Start of Block
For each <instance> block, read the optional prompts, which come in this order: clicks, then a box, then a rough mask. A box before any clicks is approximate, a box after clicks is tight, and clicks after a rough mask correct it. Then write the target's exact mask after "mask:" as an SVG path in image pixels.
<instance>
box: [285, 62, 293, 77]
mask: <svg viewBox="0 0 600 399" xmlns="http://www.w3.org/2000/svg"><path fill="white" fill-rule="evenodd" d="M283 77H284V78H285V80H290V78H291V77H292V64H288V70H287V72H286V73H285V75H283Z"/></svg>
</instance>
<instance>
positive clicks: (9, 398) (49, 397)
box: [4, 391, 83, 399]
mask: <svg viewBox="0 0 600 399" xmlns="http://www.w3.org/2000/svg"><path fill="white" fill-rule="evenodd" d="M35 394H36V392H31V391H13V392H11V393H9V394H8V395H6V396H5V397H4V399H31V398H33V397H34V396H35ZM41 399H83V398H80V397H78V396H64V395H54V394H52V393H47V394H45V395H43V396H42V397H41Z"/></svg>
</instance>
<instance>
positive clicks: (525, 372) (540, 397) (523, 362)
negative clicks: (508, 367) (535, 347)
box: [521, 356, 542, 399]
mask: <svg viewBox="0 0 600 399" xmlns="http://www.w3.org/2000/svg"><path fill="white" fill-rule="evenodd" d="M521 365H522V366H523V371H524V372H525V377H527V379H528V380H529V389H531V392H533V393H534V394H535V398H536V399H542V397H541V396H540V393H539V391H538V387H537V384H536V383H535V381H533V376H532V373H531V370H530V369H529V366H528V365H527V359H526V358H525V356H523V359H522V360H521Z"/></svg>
End of Block
Recast every line of the entries above as a Markdown table with the columns "Row" and "Text", numbering each row and omitting blank lines.

* **Result of this task**:
| Row | Text |
|---|---|
| 1 | For each <instance> block, read the optional prompts, which come in this order: clicks, then a box, then a rough mask. A box before any clicks is approximate, a box after clicks is tight, and clicks after a rough mask correct it. Then write the target's exact mask after "mask:" as an SVG path in image pixels. |
| 2 | <instance> |
| 3 | box: [285, 62, 293, 77] |
| 4 | mask: <svg viewBox="0 0 600 399" xmlns="http://www.w3.org/2000/svg"><path fill="white" fill-rule="evenodd" d="M283 77H284V78H285V80H290V78H291V77H292V64H288V70H287V72H286V73H285V75H283Z"/></svg> |
| 5 | </instance> |
| 6 | <instance> |
| 7 | positive clicks: (9, 398) (49, 397) |
| 8 | box: [4, 391, 83, 399] |
| 9 | mask: <svg viewBox="0 0 600 399" xmlns="http://www.w3.org/2000/svg"><path fill="white" fill-rule="evenodd" d="M35 394H36V392H31V391H13V392H11V393H9V394H8V395H6V396H5V397H4V399H31V398H33V397H34V396H35ZM41 399H83V398H80V397H78V396H64V395H54V394H52V393H47V394H45V395H43V396H42V397H41Z"/></svg> |
| 10 | </instance> |
| 11 | <instance> |
| 12 | positive clicks: (525, 372) (540, 397) (523, 362) |
| 13 | negative clicks: (508, 367) (535, 347) |
| 14 | box: [521, 356, 542, 399] |
| 15 | mask: <svg viewBox="0 0 600 399" xmlns="http://www.w3.org/2000/svg"><path fill="white" fill-rule="evenodd" d="M521 365H522V366H523V371H524V372H525V377H527V379H528V380H529V389H531V392H533V393H534V394H535V398H536V399H542V397H541V396H540V393H539V391H538V387H537V384H536V383H535V381H533V376H532V373H531V370H530V369H529V366H528V365H527V359H526V358H525V356H523V359H522V360H521Z"/></svg> |